# Document text
►
Effective communication is very important. Event organisers should consult with the medical provider early in the planning stage. Often the ‘first-aid’ provider is a last minute add-on to comply with HS&W obligations. Organisations like St John Event Health Services have years of experience supplying medical cover to major events of all descriptions. They can assist with your safety plans, medical plans and obligations under the Health and Safety at Work Act. Another tip is to have a robust communications plan for your event which is shared between all the stakeholders, including same grid style maps for all, same radio channels, and utilising an event management platform like Blerter are great ways to run a smooth event.

- Glen Hoult, Event Risk and Specialist Team Manager, St John

Considerations for the event

  • Who are your key audiences? What is the demographic?  
  • What do you need to state explicitly to your patrons regarding your drug and alcohol policy?
  • Consider your drug checking communications, such as what can people expect onsite. Will you advertise drug checking?
  • When is the best time to communicate your key messaging around drugs? What other messaging will this go out with?
  • What is the best tone and style for drug policy communications? eg, is it best to be positive and in the style of the event? (consider avoiding lists of dos and don’ts).  
  • What information sits within your conditions of entry, and what sits within more prominent spaces like direct emails, social media, and highlighted on your website?
    • Consider that you may not be able to share all your internal policies with patrons (eg, the threshold you might use when determining whether drugs found on someone are for personal use or supply).
    • Consider how will you manage patrons’ expectations, (eg, around capacity of drug checking). 

  • What might you need to communicate to patrons at the event?
  • What’s the most critical safety information you need to communicate?
  • What are the best ways to communicate these messages effectively with patrons while they’re at the event? Which messages will you display where?
◄
# Data
►
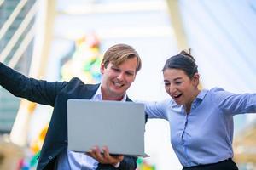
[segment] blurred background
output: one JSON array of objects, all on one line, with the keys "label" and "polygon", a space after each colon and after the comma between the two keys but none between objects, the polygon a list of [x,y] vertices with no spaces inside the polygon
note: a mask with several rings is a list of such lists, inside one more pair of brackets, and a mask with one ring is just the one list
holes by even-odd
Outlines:
[{"label": "blurred background", "polygon": [[[38,79],[96,83],[102,54],[127,43],[143,60],[128,95],[159,100],[168,98],[166,60],[192,48],[202,88],[255,93],[255,30],[253,0],[0,0],[0,61]],[[0,169],[35,169],[51,110],[0,87]],[[235,127],[235,160],[256,169],[255,115],[236,116]],[[145,150],[139,170],[182,168],[167,122],[148,120]]]}]

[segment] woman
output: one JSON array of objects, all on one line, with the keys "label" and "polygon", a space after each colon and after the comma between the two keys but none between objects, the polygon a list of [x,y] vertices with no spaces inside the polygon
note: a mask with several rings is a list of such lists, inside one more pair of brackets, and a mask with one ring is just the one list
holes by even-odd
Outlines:
[{"label": "woman", "polygon": [[149,118],[169,122],[171,143],[183,170],[235,170],[233,116],[256,112],[256,94],[235,94],[219,88],[200,90],[195,59],[182,51],[162,70],[172,99],[146,104]]}]

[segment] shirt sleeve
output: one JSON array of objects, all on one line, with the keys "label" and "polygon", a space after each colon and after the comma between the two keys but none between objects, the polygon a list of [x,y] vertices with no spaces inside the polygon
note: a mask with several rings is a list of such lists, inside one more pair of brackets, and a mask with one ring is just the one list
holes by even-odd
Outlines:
◄
# What you need to do
(1) Please rewrite the paragraph of the event communications text that begins "Effective communication is very important" in fewer words, keeping its main facts.
(2) Write the next part of the event communications text, picking up after its final point.
The entries come from a different source than the event communications text.

# Answer section
(1) Event organizers should involve the medical provider early in planning instead of adding first aid at the last minute to meet HS&W obligations. Experienced providers such as St John Event Health Services can help with safety plans, medical plans, and duties under the Health and Safety at Work Act. A communications plan shared by all stakeholders also helps an event run smoothly. It should include the same grid-style maps and radio channels for everyone, plus an event management platform like Blerter.

(2)
    • Consider:
      • Apps on phones.  
      • Online comms over social media/texts.  
      • Posters/boards/rolling banners.
      • Videos or text on stage screens.  
      • Announcements from MCs/artists.  
    • Also consider that short and clear messages work better if people are intoxicated.
  • How might staff and services onsite communicate or reiterate these messages to patrons?
    • Consider having people out in the field or in the crowd advising of different services available.  
  • Who else should you collaborate with on messaging? (artists, staff, third parties).  
  • How would you share urgent information about a critical event like mass drug adulteration found in drug checking? (Potentially using the above suggestions).  

  • How will you share successes and lessons with the sector, stakeholders, and patrons?
  • How will you follow up on any major issues or concerns, and report to relevant parties?  
  • How will you manage media requests about the event or incidents, while protecting patron privacy?
  • Do you have a process for patrons to be able to give you feedback? 

These resources have been created for event organisers, by event organisers. They were commissioned by Te Whatu Ora, and the NZ Drug Foundation helped the working group share their expertise. Much thanks and appreciation to those who've contributed.